▸ What is required:
Give back all the data exactly, line by line.

— Start of Records —

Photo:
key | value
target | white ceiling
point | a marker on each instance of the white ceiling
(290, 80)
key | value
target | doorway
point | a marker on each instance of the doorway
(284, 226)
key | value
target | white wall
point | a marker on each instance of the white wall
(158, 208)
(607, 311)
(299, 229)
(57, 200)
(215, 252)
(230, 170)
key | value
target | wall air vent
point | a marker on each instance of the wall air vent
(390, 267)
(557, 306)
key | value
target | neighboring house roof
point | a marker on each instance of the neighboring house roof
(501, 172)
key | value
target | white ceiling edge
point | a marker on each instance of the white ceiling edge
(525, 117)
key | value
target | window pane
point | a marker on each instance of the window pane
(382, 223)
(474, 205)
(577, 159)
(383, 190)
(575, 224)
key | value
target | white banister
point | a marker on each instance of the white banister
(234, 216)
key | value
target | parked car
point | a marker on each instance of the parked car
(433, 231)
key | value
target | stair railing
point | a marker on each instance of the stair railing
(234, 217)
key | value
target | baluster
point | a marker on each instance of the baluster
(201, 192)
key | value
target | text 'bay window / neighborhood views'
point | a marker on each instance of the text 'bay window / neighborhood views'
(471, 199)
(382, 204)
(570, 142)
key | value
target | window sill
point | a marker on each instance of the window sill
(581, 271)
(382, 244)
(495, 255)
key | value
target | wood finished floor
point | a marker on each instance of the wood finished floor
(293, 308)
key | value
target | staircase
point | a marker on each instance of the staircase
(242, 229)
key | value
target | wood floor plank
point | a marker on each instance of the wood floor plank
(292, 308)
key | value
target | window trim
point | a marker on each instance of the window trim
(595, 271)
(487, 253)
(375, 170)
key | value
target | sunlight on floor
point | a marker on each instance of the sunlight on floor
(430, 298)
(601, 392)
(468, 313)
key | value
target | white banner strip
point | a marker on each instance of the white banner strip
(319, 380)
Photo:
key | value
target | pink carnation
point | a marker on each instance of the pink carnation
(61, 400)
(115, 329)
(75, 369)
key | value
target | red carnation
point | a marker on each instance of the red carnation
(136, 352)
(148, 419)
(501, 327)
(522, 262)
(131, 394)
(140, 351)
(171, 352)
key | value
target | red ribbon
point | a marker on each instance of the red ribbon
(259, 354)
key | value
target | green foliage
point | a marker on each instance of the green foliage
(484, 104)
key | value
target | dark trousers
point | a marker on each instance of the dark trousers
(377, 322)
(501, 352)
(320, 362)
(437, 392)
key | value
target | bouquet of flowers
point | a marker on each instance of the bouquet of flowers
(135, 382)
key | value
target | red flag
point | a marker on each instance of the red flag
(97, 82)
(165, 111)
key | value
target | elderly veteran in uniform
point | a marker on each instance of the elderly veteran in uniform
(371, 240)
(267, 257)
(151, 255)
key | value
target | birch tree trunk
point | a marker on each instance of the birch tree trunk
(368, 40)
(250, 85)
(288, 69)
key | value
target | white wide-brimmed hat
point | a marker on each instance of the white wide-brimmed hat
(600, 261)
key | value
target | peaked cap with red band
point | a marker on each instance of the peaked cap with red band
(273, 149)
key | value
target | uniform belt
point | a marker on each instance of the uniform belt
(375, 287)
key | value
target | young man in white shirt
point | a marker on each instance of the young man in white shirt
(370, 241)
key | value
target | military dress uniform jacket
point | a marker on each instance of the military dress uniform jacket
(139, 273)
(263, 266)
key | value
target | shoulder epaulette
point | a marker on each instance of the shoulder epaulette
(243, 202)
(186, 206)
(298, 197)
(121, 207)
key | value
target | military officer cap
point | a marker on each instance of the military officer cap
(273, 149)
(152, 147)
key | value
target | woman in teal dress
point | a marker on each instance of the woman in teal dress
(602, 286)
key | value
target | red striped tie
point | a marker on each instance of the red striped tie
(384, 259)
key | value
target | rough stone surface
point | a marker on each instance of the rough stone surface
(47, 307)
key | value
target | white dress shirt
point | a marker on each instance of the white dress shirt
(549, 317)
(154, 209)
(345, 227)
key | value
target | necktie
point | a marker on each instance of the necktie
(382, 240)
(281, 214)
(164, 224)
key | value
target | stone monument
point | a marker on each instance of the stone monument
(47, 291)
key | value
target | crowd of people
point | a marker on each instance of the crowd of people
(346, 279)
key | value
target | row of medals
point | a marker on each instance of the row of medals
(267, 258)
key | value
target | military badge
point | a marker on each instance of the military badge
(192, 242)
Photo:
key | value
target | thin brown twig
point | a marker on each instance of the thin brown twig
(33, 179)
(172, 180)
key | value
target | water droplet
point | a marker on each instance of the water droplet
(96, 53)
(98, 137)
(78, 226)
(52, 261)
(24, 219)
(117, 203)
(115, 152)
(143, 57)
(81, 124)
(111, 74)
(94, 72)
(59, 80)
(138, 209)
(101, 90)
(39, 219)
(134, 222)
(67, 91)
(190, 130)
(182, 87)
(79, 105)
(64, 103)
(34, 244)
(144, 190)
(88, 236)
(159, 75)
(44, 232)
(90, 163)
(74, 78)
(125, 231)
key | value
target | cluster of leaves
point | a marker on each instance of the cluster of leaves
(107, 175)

— End of Records —

▸ Result of the task:
Photo:
key | value
target | white ceiling
point | a marker on each instance of the white ceiling
(290, 80)
key | value
target | doorway
point | a marker on each instance of the doorway
(284, 226)
key | value
target | white wall
point | a marker on each instance of the white wall
(158, 208)
(607, 311)
(299, 229)
(57, 200)
(215, 252)
(230, 170)
key | value
target | wall air vent
point | a marker on each instance of the wall air vent
(390, 267)
(557, 306)
key | value
target | neighboring house roof
point | a marker on each instance of the neighboring house roof
(501, 172)
key | value
target | white ceiling edge
point | a marker on each instance of the white ceiling edge
(525, 117)
key | value
target | window pane
point | a marker on each instance of the window pane
(382, 223)
(474, 205)
(577, 159)
(383, 190)
(575, 224)
key | value
target | white banister
point | a marker on each instance of the white banister
(234, 216)
key | value
target | parked car
point | a marker on each instance of the parked car
(433, 231)
key | value
target | stair railing
point | a marker on each instance of the stair railing
(234, 217)
key | value
target | baluster
point | a marker on each instance of the baluster
(201, 192)
key | value
target | text 'bay window / neighborhood views'
point | a marker on each instance of the text 'bay window / neighborhood views'
(471, 199)
(382, 204)
(570, 142)
key | value
target | window sill
point | a marker on each instance of the window sill
(581, 271)
(382, 244)
(495, 255)
key | value
target | wood finished floor
point | a marker on each instance of the wood finished floor
(293, 308)
key | value
target | staircase
point | a marker on each instance of the staircase
(242, 229)
key | value
target | wood floor plank
point | a marker on each instance of the wood floor plank
(292, 308)
key | value
target | window trim
point | a marker on each instance of the window trim
(595, 271)
(487, 253)
(375, 170)
key | value
target | sunlight on floor
point | a marker on each instance of the sunlight on floor
(430, 298)
(601, 392)
(468, 313)
key | value
target | white banner strip
point | a marker on each instance of the white banner strip
(319, 380)
Photo:
key | value
target | pink carnation
point | a marker on each instance of the pink carnation
(61, 400)
(115, 329)
(75, 369)
key | value
target | red carnation
point | a marker on each instance of the red carnation
(136, 352)
(148, 419)
(501, 327)
(522, 262)
(131, 394)
(140, 351)
(171, 352)
key | value
target | red ribbon
point | a marker on each instance of the red ribbon
(259, 354)
key | value
target | green foliage
point | a marker on each instance of the green foliage
(484, 104)
key | value
target | dark trousers
point | a marker on each instance of the dark trousers
(377, 322)
(501, 352)
(320, 362)
(437, 392)
key | value
target | bouquet of flowers
point | a marker on each instance of the bouquet of flowers
(135, 382)
key | value
target | red flag
point | a marker on each instance of the red flag
(97, 82)
(165, 111)
key | value
target | elderly veteran in uniform
point | a marker on each instance of the elderly veteran in uniform
(371, 240)
(267, 257)
(151, 255)
key | value
target | birch tree trunk
point | a marker on each instance of the birch tree trunk
(368, 40)
(250, 85)
(288, 69)
key | value
target | white wide-brimmed hat
point | a marker on each instance of the white wide-brimmed hat
(600, 261)
key | value
target | peaked cap with red band
point | a marker on each instance of the peaked cap with red band
(273, 149)
key | value
target | uniform belt
point | a marker on each instance of the uniform belt
(375, 287)
key | value
target | young man in white shirt
point | a marker on each instance of the young man in white shirt
(370, 241)
key | value
target | military dress uniform jacket
point | a marker on each instance of the military dress uniform jacket
(139, 273)
(263, 266)
key | value
target | shoulder epaulette
point | a marker on each instance of the shoulder epaulette
(243, 202)
(186, 206)
(298, 197)
(121, 207)
key | value
target | military officer cap
point | a marker on each instance of the military officer cap
(273, 149)
(152, 147)
key | value
target | woman in teal dress
point | a marker on each instance of the woman in teal dress
(602, 286)
key | value
target | red striped tie
point | a marker on each instance of the red striped tie
(384, 259)
key | value
target | rough stone surface
point | a marker on each instance of the rough stone surface
(47, 307)
key | value
target | white dress shirt
point | a marker on each instance of the white dress shirt
(549, 317)
(154, 209)
(345, 227)
key | value
target | necktie
point | a marker on each instance of the necktie
(382, 240)
(281, 214)
(164, 224)
key | value
target | stone monument
point | a marker on each instance of the stone monument
(47, 291)
key | value
target | crowd of people
point | a marker on each instance of the crowd of people
(346, 279)
key | value
target | row of medals
point | a marker on each instance of the row of medals
(267, 258)
key | value
target | military badge
point | a marker on each instance of the military badge
(192, 242)
Photo:
key | value
target | thin brown twig
point | a marker on each instance of the thin brown twig
(33, 179)
(172, 180)
key | value
target | water droplet
point | a marker on each instance of the water droplet
(96, 53)
(98, 137)
(78, 226)
(52, 261)
(24, 219)
(117, 203)
(115, 152)
(143, 57)
(81, 124)
(111, 74)
(94, 72)
(59, 80)
(138, 209)
(101, 90)
(39, 219)
(134, 222)
(67, 91)
(190, 130)
(182, 87)
(79, 105)
(64, 103)
(34, 244)
(144, 190)
(88, 236)
(159, 75)
(44, 232)
(90, 163)
(74, 78)
(125, 231)
key | value
target | cluster of leaves
point | a marker on each instance of the cluster of leaves
(107, 175)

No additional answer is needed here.